◆ Task item:
Return the number of lines below that contain "woman"; nothing else belongs in the reply.
*** Extracted records ***
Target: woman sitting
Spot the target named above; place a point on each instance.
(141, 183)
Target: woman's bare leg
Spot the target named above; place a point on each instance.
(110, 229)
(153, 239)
*** End of Extracted records ***
◆ Result:
2